--- begin ---

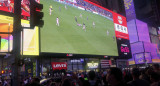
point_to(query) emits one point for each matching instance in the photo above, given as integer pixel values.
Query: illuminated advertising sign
(8, 6)
(130, 10)
(77, 28)
(92, 65)
(91, 30)
(30, 39)
(59, 65)
(120, 26)
(142, 58)
(6, 28)
(124, 48)
(30, 36)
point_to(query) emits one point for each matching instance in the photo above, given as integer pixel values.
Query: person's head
(155, 66)
(66, 82)
(114, 76)
(135, 73)
(91, 75)
(154, 77)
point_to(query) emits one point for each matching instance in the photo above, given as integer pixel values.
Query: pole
(16, 42)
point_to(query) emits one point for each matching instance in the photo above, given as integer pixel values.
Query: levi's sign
(59, 65)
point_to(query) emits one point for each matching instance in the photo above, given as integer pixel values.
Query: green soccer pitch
(68, 37)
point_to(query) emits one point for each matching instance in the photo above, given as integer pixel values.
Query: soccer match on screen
(78, 27)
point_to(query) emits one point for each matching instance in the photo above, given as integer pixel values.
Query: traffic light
(35, 14)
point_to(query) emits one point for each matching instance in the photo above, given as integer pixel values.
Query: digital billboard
(30, 37)
(8, 6)
(6, 28)
(79, 27)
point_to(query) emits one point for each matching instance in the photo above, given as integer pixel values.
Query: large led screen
(78, 27)
(6, 38)
(30, 37)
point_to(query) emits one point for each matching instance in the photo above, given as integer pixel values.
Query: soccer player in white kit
(57, 20)
(50, 10)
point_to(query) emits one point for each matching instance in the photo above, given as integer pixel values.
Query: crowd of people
(150, 76)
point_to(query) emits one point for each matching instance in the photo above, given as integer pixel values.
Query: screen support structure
(16, 43)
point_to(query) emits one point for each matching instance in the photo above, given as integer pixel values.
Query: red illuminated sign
(59, 65)
(120, 25)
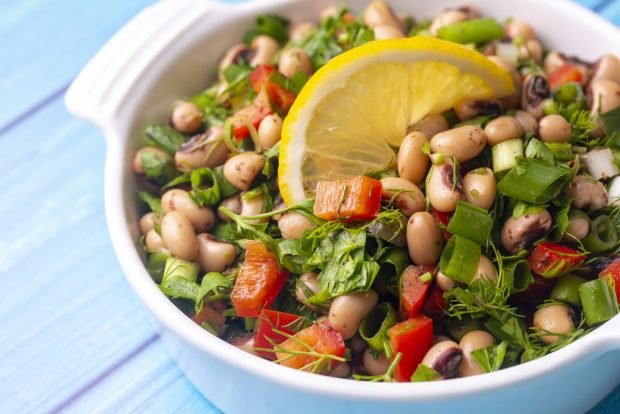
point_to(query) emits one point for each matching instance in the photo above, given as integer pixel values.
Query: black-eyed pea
(294, 60)
(214, 255)
(604, 96)
(480, 187)
(528, 122)
(270, 130)
(202, 150)
(445, 358)
(554, 319)
(202, 218)
(403, 194)
(233, 204)
(424, 239)
(554, 128)
(412, 160)
(242, 169)
(464, 143)
(502, 129)
(179, 236)
(263, 50)
(154, 242)
(347, 311)
(300, 31)
(292, 225)
(379, 13)
(473, 341)
(375, 366)
(443, 187)
(186, 117)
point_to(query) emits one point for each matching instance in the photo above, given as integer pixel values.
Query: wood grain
(74, 337)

--- end ---

__EXERCISE DIRECTIONS__: Except for the pictures, copy the material above exactly.

__RESPONSE TO THE TASK__:
point_to(query) emits one point for each matching instance in the photo above, given as integer pixel values.
Query: illuminated advertising sign
(8, 6)
(130, 10)
(77, 28)
(92, 65)
(91, 30)
(30, 39)
(59, 65)
(120, 26)
(142, 58)
(6, 28)
(124, 48)
(30, 36)
point_to(query) emits one point for each matching instance in the photo above, given as integer pixel values.
Query: person's head
(155, 66)
(66, 82)
(114, 76)
(135, 73)
(91, 75)
(154, 77)
point_to(query) emits one point for each matching instance in the photo above, given as integer pixel values.
Query: pole
(16, 42)
point_to(query) emits one point for each matching instance in the photo above, given as integer pixel values.
Query: levi's sign
(59, 65)
point_to(query) emits one point for each matching instance in the photo above, given as integer pixel values.
Query: green soccer pitch
(68, 37)
point_to(query) emits one point for each matching instance in the photo above, given as integer pixel values.
Query: soccer match on screen
(78, 27)
point_to(query) emits one point for each matching instance in the photo above, given as integer pixel values.
Query: traffic light
(35, 14)
point_to(query) emits one point for each matching instance in the photo above, given as integer pixel values.
Query: digital billboard
(30, 37)
(8, 6)
(6, 28)
(79, 27)
point_to(query) emits one point for each matching instance in the photo above, given as integer pixel values.
Query: large led screen
(78, 27)
(6, 38)
(30, 37)
point_to(query) emits one point for each matching instance in the photo above, given as integer pixel values.
Query: soccer player in white kit
(57, 20)
(50, 10)
point_to(query) emits one point for each matching instance in the photo above, given as integer pixel values.
Query: crowd of people
(150, 76)
point_to(query) emits one point for each matching instance in the photo above, given as integer pixel values.
Query: screen support structure
(16, 43)
point_to(query) emits one point for each matching instance in the photo above, given as integer pixel values.
Query: red illuminated sign
(59, 65)
(120, 25)
point_to(query) emits one point for each matching instance in the photo above, given as integer pixel values.
Query: black-eyed pea
(294, 60)
(214, 255)
(604, 96)
(480, 187)
(528, 122)
(270, 130)
(202, 150)
(445, 358)
(554, 319)
(202, 218)
(403, 194)
(233, 204)
(424, 239)
(554, 128)
(412, 160)
(242, 169)
(464, 143)
(502, 129)
(179, 236)
(263, 50)
(154, 242)
(347, 311)
(300, 31)
(292, 225)
(379, 13)
(473, 341)
(375, 366)
(443, 187)
(186, 117)
point_to(query) emits one point for each matching instance in the photo above, given as integer pixel values.
Query: wood grain
(74, 337)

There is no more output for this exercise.